YOUR INSTRUCTIONS. Pictures do not belong in your copy. Repeat all the other data exactly.

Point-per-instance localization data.
--------------------
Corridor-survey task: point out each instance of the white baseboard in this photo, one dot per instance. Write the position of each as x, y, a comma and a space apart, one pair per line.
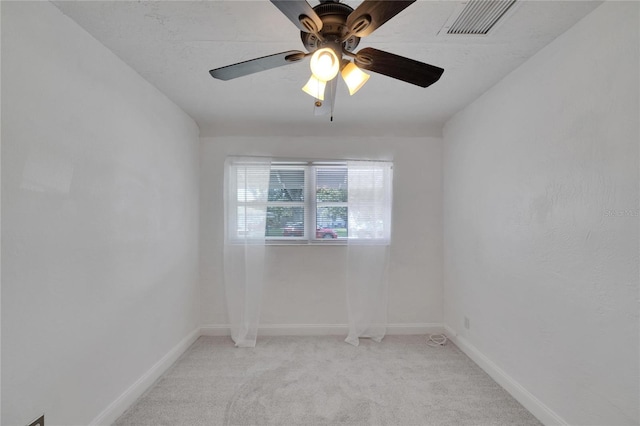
321, 329
543, 413
124, 401
129, 396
--------------------
YOUR SOLUTION.
Corridor-survey task: point out each instance of the white baseboard in this photo, one dot per instance. Write the position of each as x, y, a comma and a space apart, one pair per line.
321, 329
543, 413
124, 401
129, 396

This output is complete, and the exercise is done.